Exercise brief
Reproduce every one of the records below word for word, leaving out the pictures.

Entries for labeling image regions

* * * * * * *

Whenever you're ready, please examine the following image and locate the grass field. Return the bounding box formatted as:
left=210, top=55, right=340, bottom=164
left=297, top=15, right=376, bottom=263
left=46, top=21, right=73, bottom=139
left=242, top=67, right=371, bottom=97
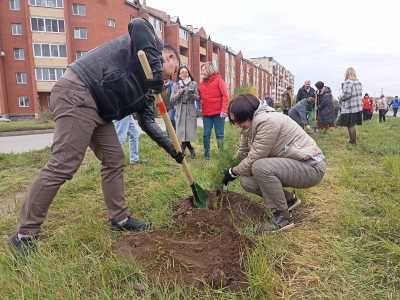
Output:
left=0, top=118, right=400, bottom=299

* * * * * * *

Task output
Whenever you're ready, please examine the following image and locate the grass field. Return the bounding box formatted as:
left=210, top=55, right=340, bottom=164
left=297, top=15, right=376, bottom=263
left=46, top=21, right=73, bottom=139
left=242, top=67, right=371, bottom=97
Output:
left=0, top=118, right=400, bottom=299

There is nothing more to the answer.